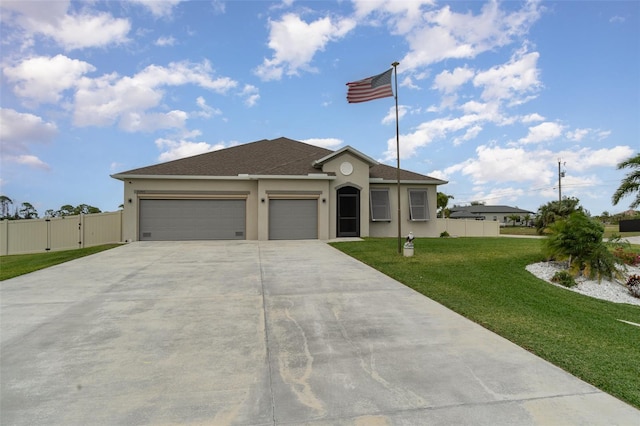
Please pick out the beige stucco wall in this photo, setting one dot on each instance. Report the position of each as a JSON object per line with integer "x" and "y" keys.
{"x": 255, "y": 189}
{"x": 427, "y": 228}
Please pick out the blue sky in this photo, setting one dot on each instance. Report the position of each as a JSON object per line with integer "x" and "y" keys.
{"x": 491, "y": 94}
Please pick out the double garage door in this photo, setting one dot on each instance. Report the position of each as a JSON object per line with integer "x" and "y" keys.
{"x": 180, "y": 220}
{"x": 202, "y": 219}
· · · · · · ·
• _Instructions to follow_:
Can you scale up all the records above by writing out every line again, requests included, with each x and y coordinate in the answers multiplied by 2.5 and rounded to a whole number, halves going up? Leave the pictures out of your answer.

• _Result of this task_:
Please pick out the beige stucco wall in this photo, setting one dot on each instance. Report the position of each as a JSON object per line with integer "x" and "y" keys.
{"x": 638, "y": 473}
{"x": 1068, "y": 570}
Please pick out the blue sky in this photo, setting one dot on each instance. Report the position of each as a JSON object per line with integer "x" and "y" keys.
{"x": 1228, "y": 235}
Please pick out the double garage door in this photo, setting one dot on each instance. Report the position of each as a JSON object per line with integer "x" and "y" keys.
{"x": 450, "y": 550}
{"x": 505, "y": 548}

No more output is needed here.